Training and Using Neuro-Controllers

28 Apr 2017

Data Generation

In order to arrive at the final objective of being able to implement a neuro-controller to optimally control a user specified dynamical system, under this methodology a large database of optimal control trajectories must first be generated. The topological continuation of a system’s dynamics may be exploited to enable rapid generation of many optimal control trajectories, in a what is formally known as homotopy, relating two continuous functions from topological space to another.

Homotopy

As optimising trajectories of complicated nonlinear systems is rather computationally arduous, the topological continuation of a system’s dynamics is exploited in order to render each individual optimisation process expedient. If one generates an optimal trajectory from a particular initial state and then uses the resulting solution to optimise a trajectory from a similar initial state, it would be seen that the optimiser converges incredibly quickly and that the solution is very similar. Homotopy

Random Walks

In practice, in order to exploit the topological continuation of the system’s dynamics, random walks are performed within user specified boundaries of a dynamical system’s possible initial states, silb, siub. The random walks are done with a step size with respect to a percentage of each state element’s boundary region size.

def Random_Initial_States(model, mxstep=10., nstates=5000.):
    # The model's initial state boundaries
    silb    = model.silb
    siub    = model.siub
    # The size of the boundary space
    sispace = siub - silb
    # Convert the percent input to number
    mxstep  = mxstep*1e-2*sispace
    # Make array
    states = zeros((nstates, model.sdim))
    # First state in between everything
    states[0] = silb + 0.5*sispace
    for i in arange(1, nstates):
        perturb   = random.randn(model.sdim)*mxstep
        # Reverse and decrease the steps of violating elements
        states[i] = states[i-1] + perturb
        badj = states[i] < silb
        states[i, badj] = states[i-1, badj] - 0.005*perturb[badj]
        badj = states[i] > siub
        states[i, badj] = states[i-1, badj] - 0.005*perturb[badj]
    return states

The random walks of initial states, within the position and velocity boundaries of a lander, are shown below.

Initial States Position Initial States Velocities

From the generated sequence of initial states, generated in order of similarity through the random walk within bounds, the methods of trajectory optimisation may be employed from each initial state. The optimisation process quickly converges from each subsequent initial state due to their similarities as explained by homotopy. Through this process, a very large database of optimal trajectories can be generated from various initial states.

══════════

- **OBJECTIVE**
Can you extract, verbatim, the part of the neuro-controller page that opens with the words "Data Generation" and closes with "space to another."?

- **DATASET CONTENT**
══════════

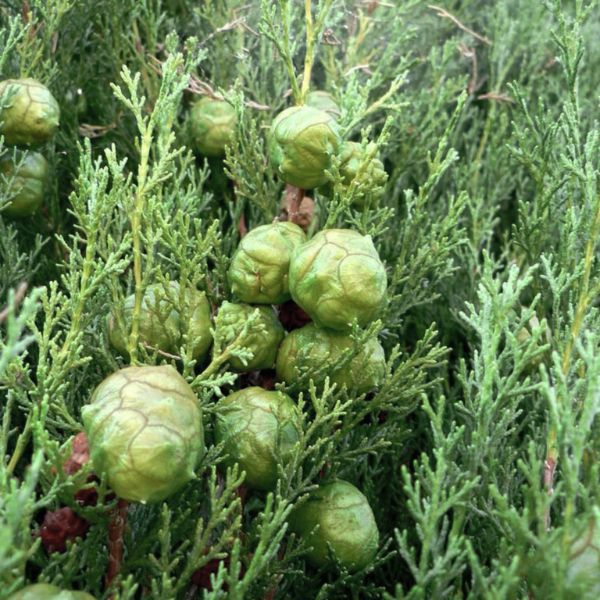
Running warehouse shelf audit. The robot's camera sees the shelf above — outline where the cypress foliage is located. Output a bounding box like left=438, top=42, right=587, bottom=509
left=0, top=0, right=600, bottom=600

══════════

- **SOLVED EXERCISE**
Data Generation

In order to arrive at the final objective of being able to implement a neuro-controller to optimally control a user specified dynamical system, under this methodology a large database of optimal control trajectories must first be generated. The topological continuation of a system’s dynamics may be exploited to enable rapid generation of many optimal control trajectories, in a what is formally known as homotopy, relating two continuous functions from topological space to another.